[Point-per-instance localization data]
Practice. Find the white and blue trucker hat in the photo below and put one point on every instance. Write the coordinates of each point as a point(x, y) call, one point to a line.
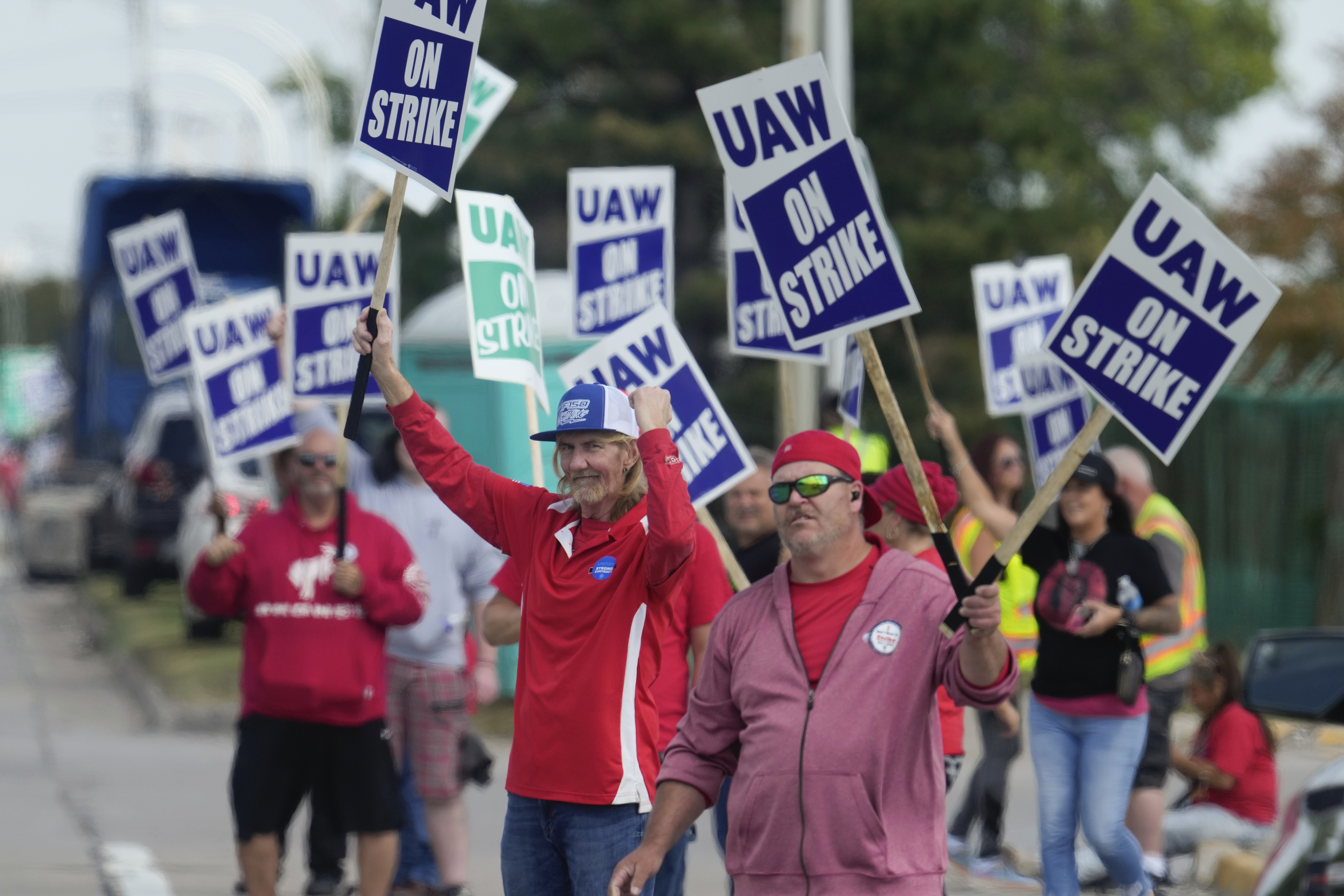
point(592, 406)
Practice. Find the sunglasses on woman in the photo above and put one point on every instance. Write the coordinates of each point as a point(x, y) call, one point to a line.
point(808, 487)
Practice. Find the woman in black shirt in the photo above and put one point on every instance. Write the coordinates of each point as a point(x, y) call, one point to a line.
point(1100, 588)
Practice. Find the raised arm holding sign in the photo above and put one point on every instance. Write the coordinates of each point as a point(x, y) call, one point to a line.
point(1170, 300)
point(794, 166)
point(416, 93)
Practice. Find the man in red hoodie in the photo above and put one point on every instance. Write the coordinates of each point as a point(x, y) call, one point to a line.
point(818, 695)
point(314, 684)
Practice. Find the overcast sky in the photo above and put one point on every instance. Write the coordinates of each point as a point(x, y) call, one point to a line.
point(66, 113)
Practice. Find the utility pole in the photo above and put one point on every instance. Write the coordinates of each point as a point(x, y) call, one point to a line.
point(15, 314)
point(838, 50)
point(142, 112)
point(799, 401)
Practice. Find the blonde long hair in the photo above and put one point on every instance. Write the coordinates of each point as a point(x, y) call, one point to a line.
point(632, 489)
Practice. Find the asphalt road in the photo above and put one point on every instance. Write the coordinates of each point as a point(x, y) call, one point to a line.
point(93, 803)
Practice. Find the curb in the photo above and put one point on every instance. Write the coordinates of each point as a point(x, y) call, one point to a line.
point(161, 711)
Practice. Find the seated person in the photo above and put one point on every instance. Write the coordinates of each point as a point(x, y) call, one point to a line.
point(1232, 766)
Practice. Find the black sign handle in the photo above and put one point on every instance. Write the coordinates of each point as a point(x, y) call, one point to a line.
point(357, 397)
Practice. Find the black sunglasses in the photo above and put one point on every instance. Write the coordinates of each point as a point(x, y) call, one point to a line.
point(810, 487)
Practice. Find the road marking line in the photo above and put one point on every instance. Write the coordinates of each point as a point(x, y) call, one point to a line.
point(132, 871)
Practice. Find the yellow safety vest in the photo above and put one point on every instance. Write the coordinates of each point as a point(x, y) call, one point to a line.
point(874, 453)
point(1164, 655)
point(1017, 592)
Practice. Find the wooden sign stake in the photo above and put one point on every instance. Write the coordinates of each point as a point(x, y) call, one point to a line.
point(385, 272)
point(533, 429)
point(737, 577)
point(1046, 496)
point(914, 469)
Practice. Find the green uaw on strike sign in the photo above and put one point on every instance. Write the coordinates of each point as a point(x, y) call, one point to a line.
point(499, 271)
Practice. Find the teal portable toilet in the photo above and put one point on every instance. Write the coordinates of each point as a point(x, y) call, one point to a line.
point(490, 418)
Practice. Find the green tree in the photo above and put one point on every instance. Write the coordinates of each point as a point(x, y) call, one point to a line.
point(997, 128)
point(1290, 214)
point(1004, 128)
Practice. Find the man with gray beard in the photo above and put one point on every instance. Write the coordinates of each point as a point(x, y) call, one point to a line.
point(818, 694)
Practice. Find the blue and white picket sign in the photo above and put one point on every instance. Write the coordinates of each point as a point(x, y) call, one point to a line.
point(245, 404)
point(417, 88)
point(499, 271)
point(851, 389)
point(1054, 409)
point(329, 283)
point(621, 222)
point(159, 280)
point(756, 320)
point(1050, 432)
point(1162, 318)
point(1015, 308)
point(650, 351)
point(491, 92)
point(791, 161)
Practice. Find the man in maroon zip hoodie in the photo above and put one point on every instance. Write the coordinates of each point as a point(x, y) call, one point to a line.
point(818, 695)
point(312, 679)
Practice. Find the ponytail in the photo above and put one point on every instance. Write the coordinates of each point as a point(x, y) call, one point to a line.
point(1221, 661)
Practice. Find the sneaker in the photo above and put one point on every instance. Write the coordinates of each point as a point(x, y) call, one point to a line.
point(998, 871)
point(323, 887)
point(959, 852)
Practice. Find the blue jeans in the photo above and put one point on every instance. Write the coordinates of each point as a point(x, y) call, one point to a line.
point(554, 848)
point(417, 862)
point(1085, 769)
point(721, 823)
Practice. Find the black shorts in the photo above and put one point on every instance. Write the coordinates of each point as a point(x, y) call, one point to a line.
point(280, 760)
point(1166, 695)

**Task requirements**: Every line from the one containing "Practice. Find the blue jeans" to the end of the entries must be set down exactly, with none omitted and none added.

**The completed task**:
Practice. Find the blue jeans in the photo above and put one point on every instance. Write the coordinates of each point as a point(x, y) call, one point to a line.
point(554, 848)
point(417, 862)
point(1085, 769)
point(721, 823)
Practice. Find the black shorts in the photo above and put one point on every instance. Write the coordinates of each point as a point(x, y) call, one point to a line.
point(280, 760)
point(1166, 695)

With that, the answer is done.